Start PROVIDED DATA

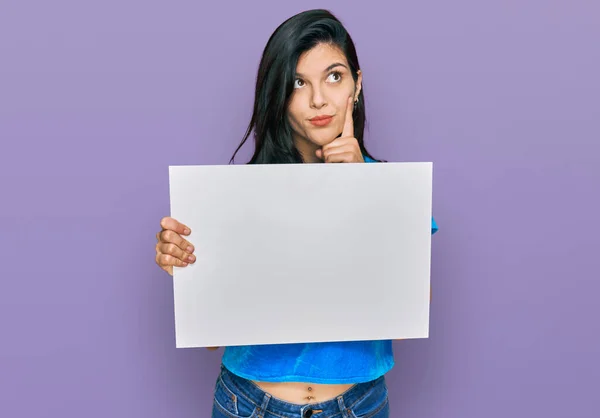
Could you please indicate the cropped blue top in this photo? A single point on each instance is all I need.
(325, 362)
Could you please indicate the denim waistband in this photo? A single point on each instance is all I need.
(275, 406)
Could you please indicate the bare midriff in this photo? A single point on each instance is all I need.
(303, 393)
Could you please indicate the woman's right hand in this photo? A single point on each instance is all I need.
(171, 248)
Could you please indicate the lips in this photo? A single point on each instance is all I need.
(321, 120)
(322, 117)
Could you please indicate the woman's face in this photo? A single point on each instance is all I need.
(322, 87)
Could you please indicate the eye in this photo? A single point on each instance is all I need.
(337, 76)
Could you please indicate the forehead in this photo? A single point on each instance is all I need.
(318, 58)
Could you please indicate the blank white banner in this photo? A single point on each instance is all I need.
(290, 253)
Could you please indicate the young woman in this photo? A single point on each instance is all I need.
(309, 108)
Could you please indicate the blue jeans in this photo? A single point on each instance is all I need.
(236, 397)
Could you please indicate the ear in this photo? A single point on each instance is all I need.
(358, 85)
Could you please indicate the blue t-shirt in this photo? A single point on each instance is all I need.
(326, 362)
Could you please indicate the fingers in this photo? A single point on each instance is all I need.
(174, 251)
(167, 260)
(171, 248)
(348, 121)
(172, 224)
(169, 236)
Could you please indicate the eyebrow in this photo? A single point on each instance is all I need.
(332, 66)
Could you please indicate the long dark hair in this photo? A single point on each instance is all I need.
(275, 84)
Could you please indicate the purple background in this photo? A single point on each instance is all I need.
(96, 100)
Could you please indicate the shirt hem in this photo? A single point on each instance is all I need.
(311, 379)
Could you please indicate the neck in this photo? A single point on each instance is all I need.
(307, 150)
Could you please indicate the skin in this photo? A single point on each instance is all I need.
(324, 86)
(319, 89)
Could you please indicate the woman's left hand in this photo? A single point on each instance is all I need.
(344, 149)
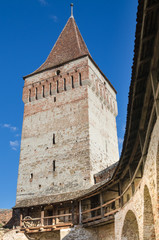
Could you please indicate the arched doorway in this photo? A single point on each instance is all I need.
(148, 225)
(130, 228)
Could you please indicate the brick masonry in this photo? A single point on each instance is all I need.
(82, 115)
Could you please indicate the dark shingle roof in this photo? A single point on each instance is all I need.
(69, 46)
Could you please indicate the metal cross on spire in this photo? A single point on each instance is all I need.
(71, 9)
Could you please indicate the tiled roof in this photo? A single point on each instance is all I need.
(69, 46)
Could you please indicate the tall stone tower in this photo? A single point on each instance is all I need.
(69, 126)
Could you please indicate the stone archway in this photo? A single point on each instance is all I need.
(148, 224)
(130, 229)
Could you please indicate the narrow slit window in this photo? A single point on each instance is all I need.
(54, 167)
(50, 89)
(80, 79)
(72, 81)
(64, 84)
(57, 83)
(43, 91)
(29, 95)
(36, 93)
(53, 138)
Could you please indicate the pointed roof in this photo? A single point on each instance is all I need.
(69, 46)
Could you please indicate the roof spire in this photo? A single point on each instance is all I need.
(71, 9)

End PROVIDED DATA
Start PROVIDED DATA

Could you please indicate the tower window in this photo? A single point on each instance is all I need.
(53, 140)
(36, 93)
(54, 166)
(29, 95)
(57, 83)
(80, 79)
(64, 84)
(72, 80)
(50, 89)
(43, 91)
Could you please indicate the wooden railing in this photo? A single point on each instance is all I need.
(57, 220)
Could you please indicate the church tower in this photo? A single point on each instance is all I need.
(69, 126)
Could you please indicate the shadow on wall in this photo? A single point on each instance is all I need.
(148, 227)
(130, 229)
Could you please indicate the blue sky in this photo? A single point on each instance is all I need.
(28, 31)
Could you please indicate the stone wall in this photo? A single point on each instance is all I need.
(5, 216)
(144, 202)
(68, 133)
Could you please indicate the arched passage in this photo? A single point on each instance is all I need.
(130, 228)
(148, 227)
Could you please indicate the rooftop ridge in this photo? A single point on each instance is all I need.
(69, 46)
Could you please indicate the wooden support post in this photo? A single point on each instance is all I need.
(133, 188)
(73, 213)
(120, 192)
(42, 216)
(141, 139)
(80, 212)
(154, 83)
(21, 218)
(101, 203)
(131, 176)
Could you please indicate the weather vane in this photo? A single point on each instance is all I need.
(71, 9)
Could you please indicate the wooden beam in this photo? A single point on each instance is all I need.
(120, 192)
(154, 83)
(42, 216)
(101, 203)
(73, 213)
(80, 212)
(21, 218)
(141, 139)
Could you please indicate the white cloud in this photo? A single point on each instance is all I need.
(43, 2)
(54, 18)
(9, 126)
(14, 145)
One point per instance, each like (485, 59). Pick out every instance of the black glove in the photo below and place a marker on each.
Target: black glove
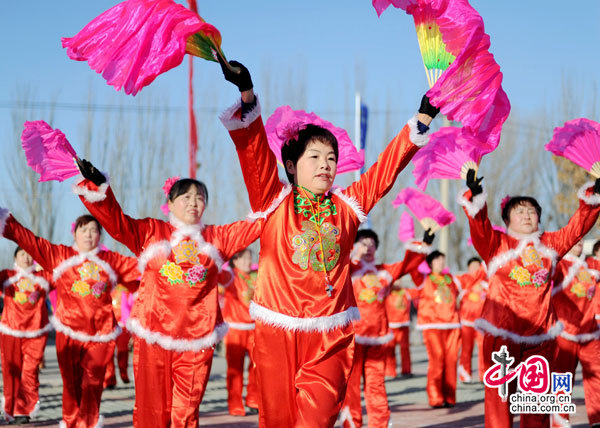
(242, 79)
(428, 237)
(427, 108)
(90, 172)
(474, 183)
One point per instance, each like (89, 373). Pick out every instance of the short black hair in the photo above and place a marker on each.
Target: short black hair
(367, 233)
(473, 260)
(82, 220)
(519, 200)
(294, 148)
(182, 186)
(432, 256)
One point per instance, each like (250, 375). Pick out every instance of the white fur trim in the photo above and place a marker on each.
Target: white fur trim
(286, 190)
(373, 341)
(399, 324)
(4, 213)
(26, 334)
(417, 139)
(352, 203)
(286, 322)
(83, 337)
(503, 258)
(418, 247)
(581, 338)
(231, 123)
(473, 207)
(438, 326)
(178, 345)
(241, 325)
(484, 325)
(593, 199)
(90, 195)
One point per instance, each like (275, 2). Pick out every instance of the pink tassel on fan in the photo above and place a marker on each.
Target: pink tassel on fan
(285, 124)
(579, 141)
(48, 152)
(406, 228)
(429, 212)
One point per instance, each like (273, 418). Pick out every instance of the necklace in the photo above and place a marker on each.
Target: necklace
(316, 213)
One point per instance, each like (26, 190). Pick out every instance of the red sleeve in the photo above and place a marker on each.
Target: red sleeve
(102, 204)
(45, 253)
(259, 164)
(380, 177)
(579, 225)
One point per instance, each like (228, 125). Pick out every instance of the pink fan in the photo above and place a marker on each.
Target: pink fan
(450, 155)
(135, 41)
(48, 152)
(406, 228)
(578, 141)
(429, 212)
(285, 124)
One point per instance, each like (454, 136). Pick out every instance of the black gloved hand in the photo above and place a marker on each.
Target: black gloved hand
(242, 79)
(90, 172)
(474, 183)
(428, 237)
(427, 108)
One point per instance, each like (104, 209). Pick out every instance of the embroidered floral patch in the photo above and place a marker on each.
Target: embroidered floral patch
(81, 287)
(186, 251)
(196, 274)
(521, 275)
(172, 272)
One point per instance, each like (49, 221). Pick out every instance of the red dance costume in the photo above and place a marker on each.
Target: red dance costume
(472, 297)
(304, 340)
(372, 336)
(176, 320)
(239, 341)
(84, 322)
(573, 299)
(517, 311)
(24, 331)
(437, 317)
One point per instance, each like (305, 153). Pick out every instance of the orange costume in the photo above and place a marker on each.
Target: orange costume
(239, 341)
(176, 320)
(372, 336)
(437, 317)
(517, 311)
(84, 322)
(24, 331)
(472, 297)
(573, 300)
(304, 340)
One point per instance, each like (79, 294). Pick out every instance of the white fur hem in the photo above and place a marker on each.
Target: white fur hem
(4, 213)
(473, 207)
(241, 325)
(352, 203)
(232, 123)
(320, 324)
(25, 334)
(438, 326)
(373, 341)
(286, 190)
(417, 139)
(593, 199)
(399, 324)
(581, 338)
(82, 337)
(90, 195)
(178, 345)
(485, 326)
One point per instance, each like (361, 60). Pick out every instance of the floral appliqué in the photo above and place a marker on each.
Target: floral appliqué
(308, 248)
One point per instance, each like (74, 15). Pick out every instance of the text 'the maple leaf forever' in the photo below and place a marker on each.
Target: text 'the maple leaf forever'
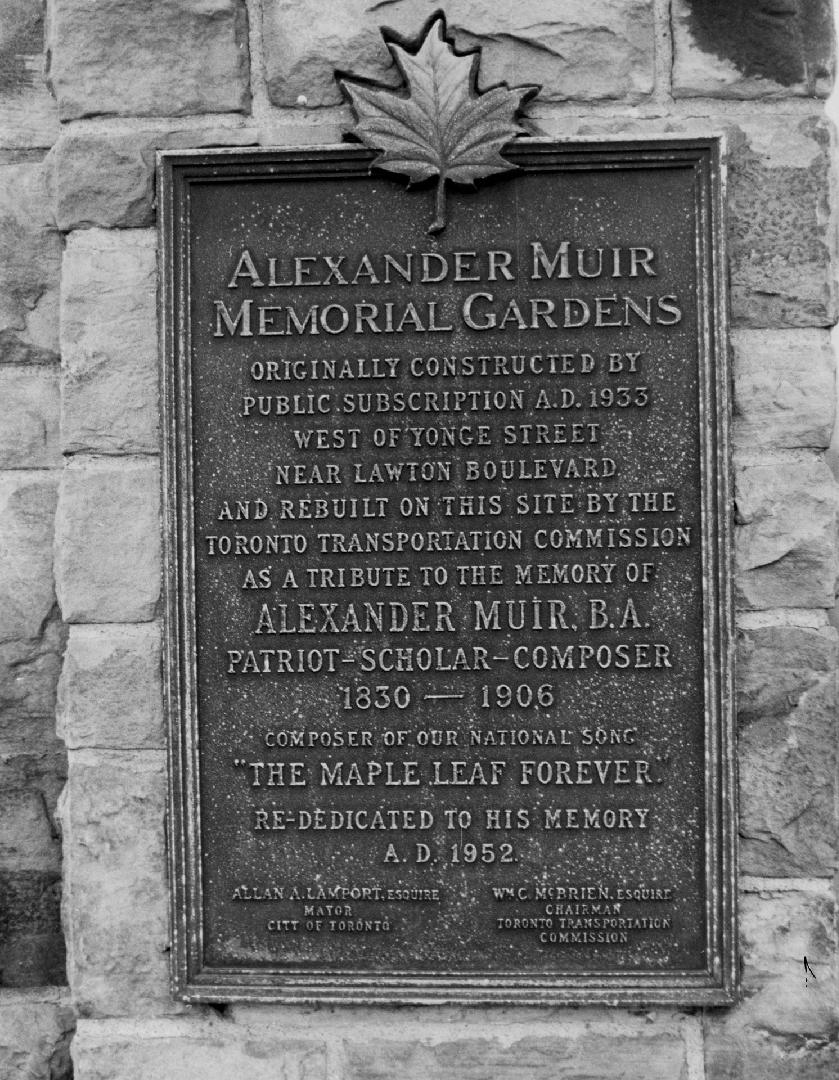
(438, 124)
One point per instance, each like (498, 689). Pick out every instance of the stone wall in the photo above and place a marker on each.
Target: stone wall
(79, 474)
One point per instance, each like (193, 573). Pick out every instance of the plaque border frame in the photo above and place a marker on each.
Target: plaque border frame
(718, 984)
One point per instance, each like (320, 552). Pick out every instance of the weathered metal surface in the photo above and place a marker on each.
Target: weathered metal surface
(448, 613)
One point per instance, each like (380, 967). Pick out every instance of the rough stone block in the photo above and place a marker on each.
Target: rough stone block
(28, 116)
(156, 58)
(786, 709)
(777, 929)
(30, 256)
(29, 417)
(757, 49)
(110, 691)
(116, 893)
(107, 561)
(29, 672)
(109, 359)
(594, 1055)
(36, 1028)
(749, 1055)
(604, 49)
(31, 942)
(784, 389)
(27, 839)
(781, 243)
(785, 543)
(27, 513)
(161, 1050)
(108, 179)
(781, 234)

End PROVIDED DATA

### EXERCISE DESCRIPTION
Report each line of the items above that contains the string "short". The match is case-sensitive.

### OUTPUT OF THE EXERCISE
One point per instance, each like (89, 373). Pick out every instance of the short black hair in the photo above and place a marker on each.
Target: short black hair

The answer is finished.